● **SOURCE EXTRACT**:
It holds everything in it, including all my skincare, disposables and lashes (I'm an MUA).

Here is a pic showing everything it has in it:




_

 


what are those empty black eyeshadow palettes you have? what brand are they and where can i get em? the ones with yer mufe e/s' is what i believe they are. I love your case!


----------



## Sanayhs (Sep 9, 2008)

Quote:

   Originally Posted by *mslips* 

 
_what are those empty black eyeshadow palettes you have? what brand are they and where can i get em? the ones with yer mufe e/s' is what i believe they are. I love your case!_

 
They look to me like they're MAC ones with the insert that is meant to hold the eyeshadow pans in place popped out. If you take out that piece, it leaves you with an empty black pan that anything will stick to, as long as it has a magnet and is thin enough for the palette.

● **TASKS TO PERFORM**:
1: In the makeup forum thread, why can the black palettes Sanayhs describes hold shadows from other brands?
2: Can you carry the makeup forum thread forward past its last post?

● **DATA**:
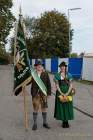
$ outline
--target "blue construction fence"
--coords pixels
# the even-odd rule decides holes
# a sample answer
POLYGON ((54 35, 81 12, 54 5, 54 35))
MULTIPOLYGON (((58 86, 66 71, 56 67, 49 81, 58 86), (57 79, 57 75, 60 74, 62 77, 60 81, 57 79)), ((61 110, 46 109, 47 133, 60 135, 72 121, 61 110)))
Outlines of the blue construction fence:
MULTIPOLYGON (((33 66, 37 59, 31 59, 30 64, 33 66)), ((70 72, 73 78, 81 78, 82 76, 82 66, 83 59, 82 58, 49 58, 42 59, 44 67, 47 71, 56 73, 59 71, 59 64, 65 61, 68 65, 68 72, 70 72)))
--
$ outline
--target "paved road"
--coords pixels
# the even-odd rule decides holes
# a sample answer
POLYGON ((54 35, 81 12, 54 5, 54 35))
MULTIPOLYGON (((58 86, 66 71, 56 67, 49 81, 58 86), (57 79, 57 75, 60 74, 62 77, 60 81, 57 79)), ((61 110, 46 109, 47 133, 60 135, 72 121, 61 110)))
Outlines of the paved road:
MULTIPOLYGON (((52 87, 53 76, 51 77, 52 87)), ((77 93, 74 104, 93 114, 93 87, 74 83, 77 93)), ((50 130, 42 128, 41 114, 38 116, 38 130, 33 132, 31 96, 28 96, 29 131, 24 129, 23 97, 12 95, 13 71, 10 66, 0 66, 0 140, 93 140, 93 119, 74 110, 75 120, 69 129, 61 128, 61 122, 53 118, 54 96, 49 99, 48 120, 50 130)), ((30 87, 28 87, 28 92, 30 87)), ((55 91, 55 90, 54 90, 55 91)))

● **ANSWERS BELOW**:
1: They look like MAC palettes with the insert that holds the eyeshadow pans popped out. Removing that piece leaves an empty black pan that anything will stick to, as long as it has a magnet and is thin enough for the palette.

2:
----------



## Caracoco (Sep 24, 2008)

Quote:

   Originally Posted by *Sanayhs* 

 
_They look to me like they're MAC ones with the insert that is meant to hold the eyeshadow pans in place popped out. If you take out that piece, it leaves you with an empty black pan that anything will stick to, as long as it has a magnet and is thin enough for the palette. 
	

	
	
		
		

		
		
	


	


_

 
Yep, they're just Mac palettes with the insert taken out.  The shadows are Bobbi Brown which I depotted.


----------



## Ruby_Woo (Sep 29, 2008)

Yeah the new case is pretty small. Its kinda cool, but I would prefer the older one cus its bigger. Either way I don't own a MAC traincase yet..


----------



## MAC_Whore (Oct 1, 2008)

Hey all! 

I don't know if it has been mentioned in this thread, but I have word that this case will be released only in MAC Stores and MACCosmetics.com on 16 Oct and that partner locations (i.e. Nordies, Macys, etc) will get this on 01 Jan 09.


----------



## Ruby_Woo (Oct 2, 2008)

Yeah Oct 16th is the date. We already got huge shipments. It looks pretty and pettite.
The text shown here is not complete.